Extend the excerpt on the predictive maintenance pipeline, starting directly after its final line.

> _Source excerpt_
>>>

Failure label construction -- joining sensor data with maintenance events:

-- Create target variable: time-to-failure for each sensor reading
-- A reading is labeled with the hours remaining until the next unplanned failure
WITH failure_events AS (
    SELECT
        machine_id,
        start_time AS failure_time,
        description AS failure_mode,
        CASE
            WHEN description ILIKE '%bearing%' THEN 'BEARING_WEAR'
            WHEN description ILIKE '%spindle%alignment%' THEN 'SPINDLE_ALIGNMENT'
            WHEN description ILIKE '%coolant%' THEN 'COOLANT_SYSTEM'
            WHEN description ILIKE '%electrical%' OR description ILIKE '%drive%'
                THEN 'ELECTRICAL'
            ELSE 'OTHER'
        END AS failure_category
    FROM maintenance_logs
    WHERE maintenance_type = 'CORRECTIVE'
      AND unplanned = true
)
SELECT
    s.*,
    f.failure_time,
    f.failure_category,
    EXTRACT(EPOCH FROM (f.failure_time - s.timestamp)) / 3600.0
        AS hours_to_failure
FROM sensor_features s
LEFT JOIN LATERAL (
    SELECT failure_time, failure_category
    FROM failure_events fe
    WHERE fe.machine_id = s.machine_id
      AND fe.failure_time > s.timestamp
    ORDER BY fe.failure_time ASC
    LIMIT 1
) f ON true

Stage 4: Orchestration

Streaming + Batch Pipeline Design

Lin Wei designs a two-tier pipeline architecture using the Pipeline Service (Temporal workflows):

                    Apex Predictive Maintenance Pipeline

  STREAMING (continuous)                 BATCH (nightly at 2 AM)
  ┌─────────────────────────┐           ┌─────────────────────────┐
  │ Kafka sensor topic      │           │ S3 sensor parquet       │
  │         │               │           │         │               │
  │         ▼               │           │         ▼               │
  │ 5-min aggregation       │           │ Feature computation     │
  │         │               │           │ (rolling 1h/6h/24h)     │
  │         ▼               │           │         │               │
  │ Anomaly detection       │           │         ▼               │
  │ (Z-score > 3.5)         │           │ Model retraining check  │
  │         │               │           │ (drift detected?)       │
  │         ▼               │           │         │               │
  │ Real-time health score  │           │    ┌────┴─────┐         │
  │ (Ray Serve inference)   │           │    │ Yes      │ No      │
  │         │               │           │    ▼          ▼         │
  │         ▼               │           │ Retrain    Log metrics  │
  │ Alert if score < 0.3    │           │ model      and exit     │
  └─────────────────────────┘           └─────────────────────────┘

Temporal workflow definition for the batch pipeline:

{
  "workflow": "predictive_maintenance_batch",
  "schedule": "0 2 * * *",
  "activities": [
    {
      "name": "compute_features",
      "type": "sql_transform",
      "config": {
        "query_file": "features/rolling_sensor_features.sql",
        "output_table": "ml.sensor_features_daily",
        "partition_by": "date"

<<<

> _Stored data_
>>>

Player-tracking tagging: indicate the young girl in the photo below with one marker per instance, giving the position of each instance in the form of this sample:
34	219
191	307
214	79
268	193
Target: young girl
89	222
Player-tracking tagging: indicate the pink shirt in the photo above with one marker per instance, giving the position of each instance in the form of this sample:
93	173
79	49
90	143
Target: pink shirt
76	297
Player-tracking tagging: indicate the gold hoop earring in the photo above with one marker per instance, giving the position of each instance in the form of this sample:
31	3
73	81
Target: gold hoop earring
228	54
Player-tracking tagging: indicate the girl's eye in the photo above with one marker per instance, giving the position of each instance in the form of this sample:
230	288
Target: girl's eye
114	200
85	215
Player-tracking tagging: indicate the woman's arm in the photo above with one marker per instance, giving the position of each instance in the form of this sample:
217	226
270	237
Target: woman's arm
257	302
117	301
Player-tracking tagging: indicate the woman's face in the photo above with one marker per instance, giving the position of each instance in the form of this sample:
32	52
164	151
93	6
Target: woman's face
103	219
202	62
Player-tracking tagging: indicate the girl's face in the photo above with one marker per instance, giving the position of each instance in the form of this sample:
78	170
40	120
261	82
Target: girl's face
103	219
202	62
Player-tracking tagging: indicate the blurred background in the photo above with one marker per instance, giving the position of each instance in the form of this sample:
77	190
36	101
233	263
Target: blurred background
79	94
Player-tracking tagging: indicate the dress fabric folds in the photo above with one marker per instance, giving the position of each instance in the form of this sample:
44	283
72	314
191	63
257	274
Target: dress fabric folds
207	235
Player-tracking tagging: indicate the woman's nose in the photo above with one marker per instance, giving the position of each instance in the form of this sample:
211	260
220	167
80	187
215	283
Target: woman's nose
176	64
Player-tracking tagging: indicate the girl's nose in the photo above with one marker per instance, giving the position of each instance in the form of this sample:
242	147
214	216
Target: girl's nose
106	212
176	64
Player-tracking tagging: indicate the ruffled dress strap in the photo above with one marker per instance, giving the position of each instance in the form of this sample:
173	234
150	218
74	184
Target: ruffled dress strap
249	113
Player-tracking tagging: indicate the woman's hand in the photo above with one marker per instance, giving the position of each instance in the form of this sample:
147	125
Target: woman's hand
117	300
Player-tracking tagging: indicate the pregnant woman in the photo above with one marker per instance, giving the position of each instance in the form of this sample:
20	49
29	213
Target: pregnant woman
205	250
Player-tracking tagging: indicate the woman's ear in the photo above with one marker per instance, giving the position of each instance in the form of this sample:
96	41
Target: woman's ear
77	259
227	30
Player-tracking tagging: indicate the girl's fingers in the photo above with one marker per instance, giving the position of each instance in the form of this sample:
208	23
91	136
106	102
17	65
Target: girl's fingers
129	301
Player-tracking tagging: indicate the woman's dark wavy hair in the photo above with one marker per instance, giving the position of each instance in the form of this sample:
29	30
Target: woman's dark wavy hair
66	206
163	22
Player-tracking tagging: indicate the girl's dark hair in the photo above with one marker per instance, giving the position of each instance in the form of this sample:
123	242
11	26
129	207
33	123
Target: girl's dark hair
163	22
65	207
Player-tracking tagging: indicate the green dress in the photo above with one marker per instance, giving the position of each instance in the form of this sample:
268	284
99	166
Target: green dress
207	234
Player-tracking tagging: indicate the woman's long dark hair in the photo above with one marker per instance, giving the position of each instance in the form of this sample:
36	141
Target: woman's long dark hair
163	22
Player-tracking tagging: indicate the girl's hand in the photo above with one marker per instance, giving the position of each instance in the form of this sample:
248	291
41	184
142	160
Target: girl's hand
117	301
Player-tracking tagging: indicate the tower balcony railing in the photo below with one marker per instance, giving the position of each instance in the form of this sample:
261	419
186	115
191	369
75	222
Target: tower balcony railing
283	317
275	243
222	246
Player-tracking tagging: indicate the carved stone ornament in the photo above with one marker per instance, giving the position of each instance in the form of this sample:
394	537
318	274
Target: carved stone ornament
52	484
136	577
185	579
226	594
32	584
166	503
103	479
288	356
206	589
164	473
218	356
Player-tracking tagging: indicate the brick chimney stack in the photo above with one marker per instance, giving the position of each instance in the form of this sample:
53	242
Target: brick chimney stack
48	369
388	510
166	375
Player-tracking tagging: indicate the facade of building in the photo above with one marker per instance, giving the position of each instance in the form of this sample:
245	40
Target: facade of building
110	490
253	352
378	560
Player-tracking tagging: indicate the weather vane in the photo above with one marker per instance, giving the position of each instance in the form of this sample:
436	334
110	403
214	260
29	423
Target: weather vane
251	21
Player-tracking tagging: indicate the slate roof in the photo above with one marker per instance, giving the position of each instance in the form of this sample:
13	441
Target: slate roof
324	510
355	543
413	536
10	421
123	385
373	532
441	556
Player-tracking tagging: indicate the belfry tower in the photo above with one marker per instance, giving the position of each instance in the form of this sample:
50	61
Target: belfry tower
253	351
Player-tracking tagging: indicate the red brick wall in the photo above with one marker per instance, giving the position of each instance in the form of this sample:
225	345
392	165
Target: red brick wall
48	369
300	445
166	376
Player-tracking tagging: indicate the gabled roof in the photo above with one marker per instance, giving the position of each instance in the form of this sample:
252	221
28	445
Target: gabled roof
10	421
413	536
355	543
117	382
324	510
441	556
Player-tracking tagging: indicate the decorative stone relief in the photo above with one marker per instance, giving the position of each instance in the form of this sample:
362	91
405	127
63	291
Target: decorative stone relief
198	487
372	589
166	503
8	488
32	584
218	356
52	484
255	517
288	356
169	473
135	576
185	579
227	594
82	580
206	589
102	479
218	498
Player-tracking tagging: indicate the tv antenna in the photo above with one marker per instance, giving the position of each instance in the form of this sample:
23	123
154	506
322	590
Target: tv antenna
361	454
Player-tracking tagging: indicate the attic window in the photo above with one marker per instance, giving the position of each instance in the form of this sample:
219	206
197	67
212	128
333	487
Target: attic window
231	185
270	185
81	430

<<<

> _Written reply_
      },
      "timeout": "45m"
    },
    {
      "name": "validate_features",
      "type": "data_quality",
      "config": {
        "suite": "sensor_feature_quality",
        "expectations": [
          {"type": "expect_column_values_to_not_be_null", "column": "vibration_mean_1h"},
          {"type": "expect_column_values_to_be_between", "column": "vibration_std_1h", "min": 0, "max": 10},
          {"type": "expect_table_row_count_to_be_between", "min": 50000}
        ],
        "fail_pipeline_on_violation": true
      }
    },
    {
      "name": "check_model_drift",
      "type": "model_monitoring",
      "config": {
        "model_name": "cnc_predictive_maintenance",
        "metrics": ["psi", "csi"],
        "threshold": 0.15,
        "reference_window": "30d"
      }
    },
    {
      "name": "retrain_if_drifted",
      "type": "conditional",
      "condition": "check_model_drift.drift_detected == true",
      "activity": {
        "name": "retrain_model",
        "type": "ml_training",
        "config": {
          "experiment": "cnc_predictive_maintenance",
          "training_data": "ml.sensor_features_daily",
          "model_type": "random_survival_forest",
          "hyperparameters": {
            "n_estimators": 500,
            "max_depth": 12,
            "min_samples_leaf": 20
          }
        }
      }
    }
  ]
}

Data Quality Gates

The pipeline includes sensor-specific quality gates that run before any model training:

Gate	Rule	Action on Failure
Completeness	> 95% of expected sensor readings received	Pause pipeline, alert data engineering
Freshness	Most recent reading < 15 minutes old	Retry after 5 minutes, then alert
Value range	All sensors within physical limits	Quarantine out-of-range readings
Consistency	No machine has > 5% duplicate timestamps	Deduplicate and log warning
Sufficient history	Each machine has > 30 days of data for training	Exclude new machines from training set

Stage 5: Analysis

Failure Mode Profiling

Lin Wei profiles the failure data to understand what the model needs to predict:

  Failure Mode Distribution (Apex Manufacturing, 2 years)
  ════════════════════════════════════════════════════════

  BEARING_WEAR        ███████████████████████████████████████████  43%
  SPINDLE_ALIGNMENT   ████████████████████████████               28%
  COOLANT_SYSTEM      ██████████████████                         18%
  ELECTRICAL          ███████████                                11%

  Total failures: 847 events across 200 machines
  Failure rate: 2.3% of operating 5-min windows
  Mean time to failure after first anomaly: 72 hours (bearing), 48h (spindle)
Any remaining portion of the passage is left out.